# Seattle King Street Station question



## dg1904 (Apr 26, 2022)

Small town little old lady will want to arrive in Seattle on Amtrak and take the light rail to the airport. Will walking along to the place where I board the light rail be safe? How far is the walk?


----------



## zephyr17 (Apr 27, 2022)

dg1904 said:


> Small town little old lady will want to arrive in Seattle on Amtrak and take the light rail to the airport. Will walking along to the place where I board the light rail be safe? How far is the walk?


Walk is safe, though seeing homeless is likely, and pretty short.

You walk out of King Street and turn south towards the stadiums, take the outside elevator up to the Weller St pedestrian overpass from which the Sounder commuter trains board. At the end of the overpass, cross 4th Ave S at the crosswalk. Walk straight ahead between buildings and turn left at the end of the building. The Link light rail International District station will be right in front of you.


----------



## Maglev (Apr 27, 2022)

It's a relatively crowded area--I felt quite safe


----------



## Amtrak Apple (May 14, 2022)

dg1904 said:


> Small town little old lady will want to arrive in Seattle on Amtrak and take the light rail to the airport. Will walking along to the place where I board the light rail be safe? How far is the walk?



I did this a couple years ago (eek, it's been that long?) and I asked someone how I would get to the light rail, and they were quite helpful. Didn't expect to come up the stairs to see what was then CenturyLink Field RIGHT THERE in front of me.


----------



## caravanman (May 14, 2022)

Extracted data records
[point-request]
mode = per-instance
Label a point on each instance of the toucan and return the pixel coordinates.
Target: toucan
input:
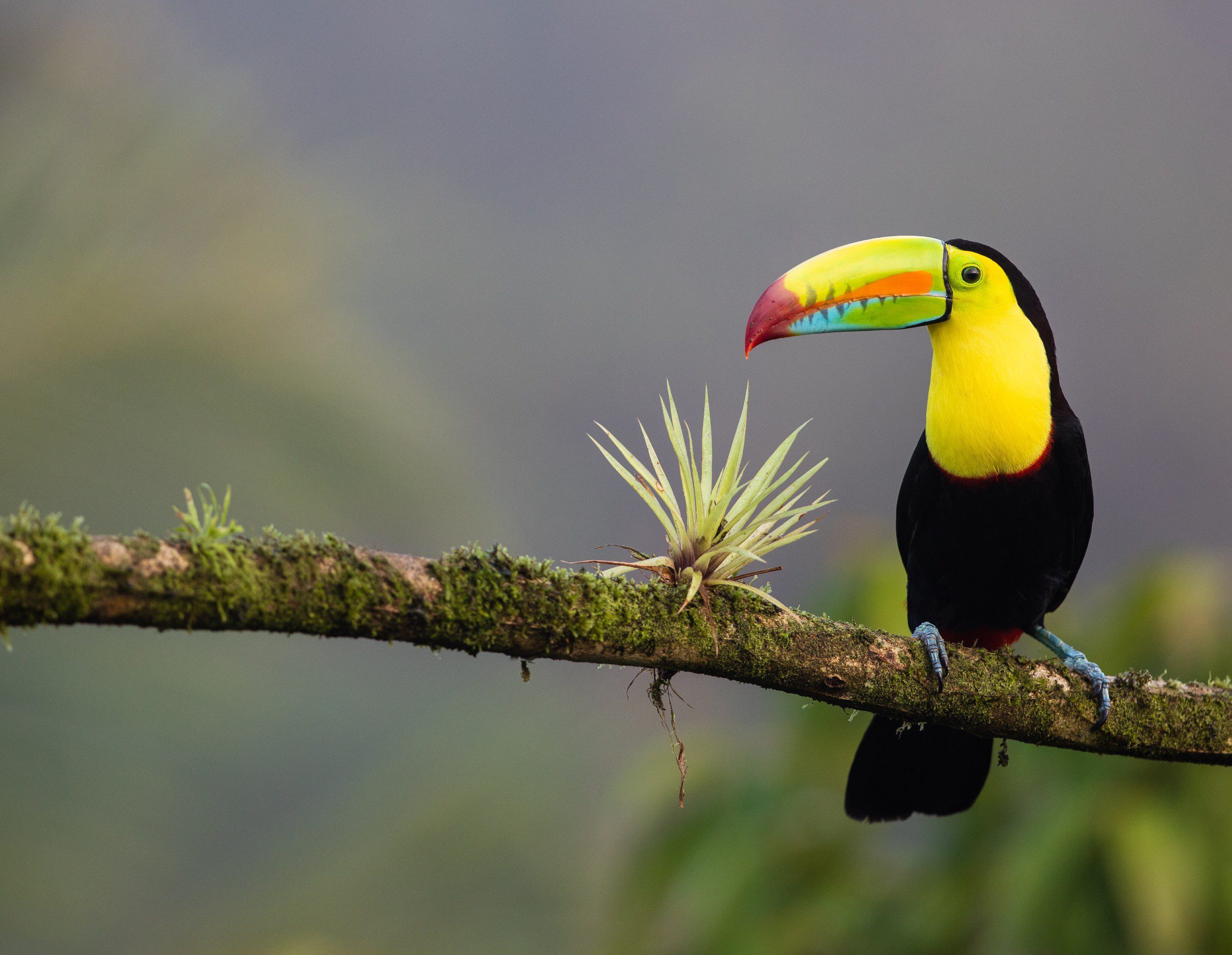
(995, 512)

* * *

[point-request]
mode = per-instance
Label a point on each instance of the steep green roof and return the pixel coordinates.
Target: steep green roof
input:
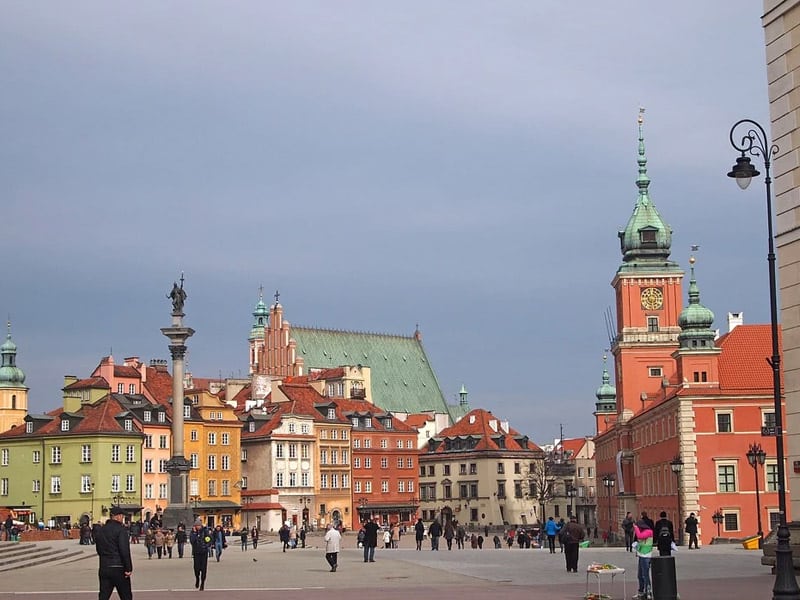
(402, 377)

==

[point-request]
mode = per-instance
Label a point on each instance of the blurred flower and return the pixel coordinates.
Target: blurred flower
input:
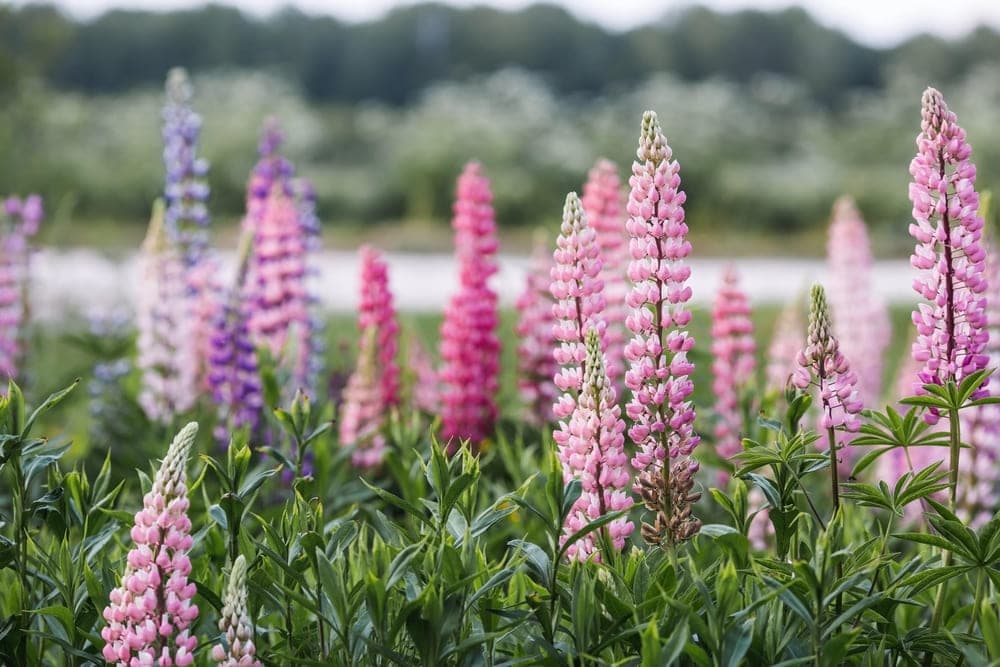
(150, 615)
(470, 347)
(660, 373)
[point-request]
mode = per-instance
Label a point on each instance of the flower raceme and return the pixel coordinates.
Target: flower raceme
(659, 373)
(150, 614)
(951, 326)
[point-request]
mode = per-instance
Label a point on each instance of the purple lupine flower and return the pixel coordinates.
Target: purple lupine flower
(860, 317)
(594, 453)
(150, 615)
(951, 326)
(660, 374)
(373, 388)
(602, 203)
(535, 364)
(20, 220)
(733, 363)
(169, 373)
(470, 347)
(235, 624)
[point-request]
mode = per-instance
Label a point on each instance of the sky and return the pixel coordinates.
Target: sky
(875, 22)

What is asked:
A. Pull out every line of the records that contains the string "coordinates".
B. Carry on the King Street Station thread from the point where it stops.
The records have no connection to the King Street Station thread.

Answers for this exercise:
A.
Label a point on each instance of the toucan and return the pixel coordinates.
Label a point on each instance of the steep green roof and return the pixel coordinates.
Label a point on each instance of the blurred flower and return the pixel coordinates.
Label a point on each instance of the flower raceme and return the pixel coordinates.
Label a point on each instance of the purple lupine flower and return the pixel coordinates.
Label a point on each instance of the sky and return the pixel coordinates.

B.
I once spent an "entertaining" time looking for my hotel on King Street... It transpires that King Street extends to either side of the Amtrak station!


----------



## flitcraft (May 16, 2022)

The walk from King St. Station to the International District Light Rail is quicker if you can leave the station via the second floor exit onto the plaza. For a while, that exit was closed, so I would inquire of someone at the station. 

Also, I happened to walk by that route last week and a small homeless encampment of two tents between King St Station and the I-District light rail station had been removed. The mayor has been making a priority to get homeless tent-dwellers into shelter, which has definitely reduced the street homeless population recently. 

Note that if you are a senior, the fare for light rail to the airport is one dollar--a bargain!


----------



## Shanson (Jun 1, 2022)

We did it the reverse direction a few years ago (from the airport to International Chinatown and walked to King Street Station, no.problems. It's not far.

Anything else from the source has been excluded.